## Source passage
Court Rules Driver May Sue After Being Fired For Misreporting Truck Problem

Supreme Court Rejects OOIDA's Attempt To Block ELD Mandate

According to Business Insurance, on Monday, a federal appeals court ruled that a former dump truck driver can sue his former employer for terminating him because he unknowingly misreported a problem with the truck he was operating.

The driver, Diego Gaines, was a seasonal dump truck driver for Illinois-based K-Five Construction Corp. For five years.  Gaines reported an issue with the truck to his managers. Despite the report, Gaines was ordered to drive the truck the following day and was nearly involved in an accident.

Mr. Gaines said he agreed to drive the unrepaired truck because he was afraid he would be fired for refusing.

Business Insurance reported that a mechanic told Gaines that a steering drag-link was off center, which caused the truck to pull to the left. The diagnosis was reported to Gaines’ supervisor.

In 2010, K-Five Construction terminated Gaines, citing the inaccurate report and three instances of insubordination.

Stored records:

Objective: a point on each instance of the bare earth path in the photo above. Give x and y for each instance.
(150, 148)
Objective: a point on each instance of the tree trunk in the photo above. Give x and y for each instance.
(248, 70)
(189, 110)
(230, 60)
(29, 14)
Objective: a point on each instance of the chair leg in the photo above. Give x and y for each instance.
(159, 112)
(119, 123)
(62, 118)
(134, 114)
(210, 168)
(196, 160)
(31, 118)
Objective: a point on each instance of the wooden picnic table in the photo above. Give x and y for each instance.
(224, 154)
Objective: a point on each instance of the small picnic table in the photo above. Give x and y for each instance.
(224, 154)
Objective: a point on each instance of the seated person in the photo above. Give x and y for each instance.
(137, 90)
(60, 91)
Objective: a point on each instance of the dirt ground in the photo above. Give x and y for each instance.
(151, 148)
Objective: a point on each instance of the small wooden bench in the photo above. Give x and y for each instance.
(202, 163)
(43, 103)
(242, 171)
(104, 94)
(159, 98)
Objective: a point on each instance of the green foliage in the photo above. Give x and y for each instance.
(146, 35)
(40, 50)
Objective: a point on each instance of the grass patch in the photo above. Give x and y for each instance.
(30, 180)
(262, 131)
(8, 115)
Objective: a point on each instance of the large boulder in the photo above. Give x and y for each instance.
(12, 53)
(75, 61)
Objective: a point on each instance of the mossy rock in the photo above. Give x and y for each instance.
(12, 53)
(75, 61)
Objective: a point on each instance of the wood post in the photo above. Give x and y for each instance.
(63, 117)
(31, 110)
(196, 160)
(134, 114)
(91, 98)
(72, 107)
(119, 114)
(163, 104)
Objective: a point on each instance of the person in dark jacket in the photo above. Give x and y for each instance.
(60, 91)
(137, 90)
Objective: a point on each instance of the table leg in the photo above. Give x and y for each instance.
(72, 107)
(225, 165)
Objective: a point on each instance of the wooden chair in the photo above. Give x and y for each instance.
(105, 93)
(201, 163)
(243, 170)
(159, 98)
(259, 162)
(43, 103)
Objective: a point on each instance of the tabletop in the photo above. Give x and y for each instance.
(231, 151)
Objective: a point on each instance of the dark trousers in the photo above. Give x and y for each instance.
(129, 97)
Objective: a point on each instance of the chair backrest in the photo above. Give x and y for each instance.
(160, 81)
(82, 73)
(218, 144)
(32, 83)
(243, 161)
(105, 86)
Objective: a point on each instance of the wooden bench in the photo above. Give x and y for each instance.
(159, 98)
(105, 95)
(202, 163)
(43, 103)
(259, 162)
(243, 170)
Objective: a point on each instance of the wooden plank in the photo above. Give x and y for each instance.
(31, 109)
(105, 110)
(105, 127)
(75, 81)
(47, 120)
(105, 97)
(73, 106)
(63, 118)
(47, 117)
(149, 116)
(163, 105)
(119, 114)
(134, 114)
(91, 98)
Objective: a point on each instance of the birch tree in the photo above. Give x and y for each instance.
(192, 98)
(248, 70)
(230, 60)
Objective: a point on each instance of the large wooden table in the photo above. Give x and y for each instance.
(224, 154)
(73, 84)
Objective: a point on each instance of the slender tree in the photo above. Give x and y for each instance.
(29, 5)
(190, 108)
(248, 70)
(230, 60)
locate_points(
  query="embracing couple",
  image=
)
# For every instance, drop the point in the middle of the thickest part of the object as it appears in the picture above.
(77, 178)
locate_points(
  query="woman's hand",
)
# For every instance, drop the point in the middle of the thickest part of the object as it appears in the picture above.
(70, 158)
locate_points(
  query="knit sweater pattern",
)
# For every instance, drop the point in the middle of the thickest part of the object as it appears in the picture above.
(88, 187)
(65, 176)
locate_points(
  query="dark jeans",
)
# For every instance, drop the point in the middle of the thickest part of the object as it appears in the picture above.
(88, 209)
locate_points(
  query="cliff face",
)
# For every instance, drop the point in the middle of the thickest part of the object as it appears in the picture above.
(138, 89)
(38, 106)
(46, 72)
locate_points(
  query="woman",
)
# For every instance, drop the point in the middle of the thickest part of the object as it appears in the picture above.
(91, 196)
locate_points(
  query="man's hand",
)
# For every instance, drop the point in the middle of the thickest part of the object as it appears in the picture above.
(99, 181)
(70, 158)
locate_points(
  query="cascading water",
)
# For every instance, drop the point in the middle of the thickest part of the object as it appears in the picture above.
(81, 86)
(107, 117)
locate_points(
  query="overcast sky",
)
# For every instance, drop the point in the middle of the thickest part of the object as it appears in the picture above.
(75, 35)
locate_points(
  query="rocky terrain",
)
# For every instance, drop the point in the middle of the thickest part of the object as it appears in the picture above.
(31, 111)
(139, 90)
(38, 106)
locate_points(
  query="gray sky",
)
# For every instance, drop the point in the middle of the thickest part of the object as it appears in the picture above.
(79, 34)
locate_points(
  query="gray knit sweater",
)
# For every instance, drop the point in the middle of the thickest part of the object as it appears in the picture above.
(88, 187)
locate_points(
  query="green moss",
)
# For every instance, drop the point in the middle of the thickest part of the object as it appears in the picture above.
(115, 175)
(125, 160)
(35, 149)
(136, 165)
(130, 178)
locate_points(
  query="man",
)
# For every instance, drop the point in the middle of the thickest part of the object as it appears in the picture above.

## Exercise requirements
1. According to the news article, why did Gaines agree to drive the truck before it was repaired?
2. Answer these questions from the news article.
(a) In which state is K-Five Construction Corp. based?
(b) What part of the truck did the mechanic say was off center?
(c) Besides the inaccurate report, what did K-Five Construction cite when it terminated Gaines?
3. Continue the news article about Diego Gaines's firing, picking up after its final sentence.

## Answers for the exercise
1. He was afraid he would be fired if he refused to drive it.

2.
(a) Illinois.
(b) A steering drag-link.
(c) Three instances of insubordination.

3.
Gaines said that he, “honestly believed he was accurately relaying the information obtained from the mechanic, but that he botched the details.”

Gaines filed suit with OSHA under the Surface Transportation Assistance Act.

“Even if the truck could drive straight with an off-center steering wheel, it is not unreasonable to conclude that asking Gaines to work a 13-hour shift with a misaligned steering wheel posed a safety concern,” the appeals court said. “The text of the (Surface Transportation Assistance Act) protects employees complaining of safety violations – Gaines was complaining about a steering problem he considered unsafe. There is no evidence that Gaines intentionally misidentified the problem,” said the ruling.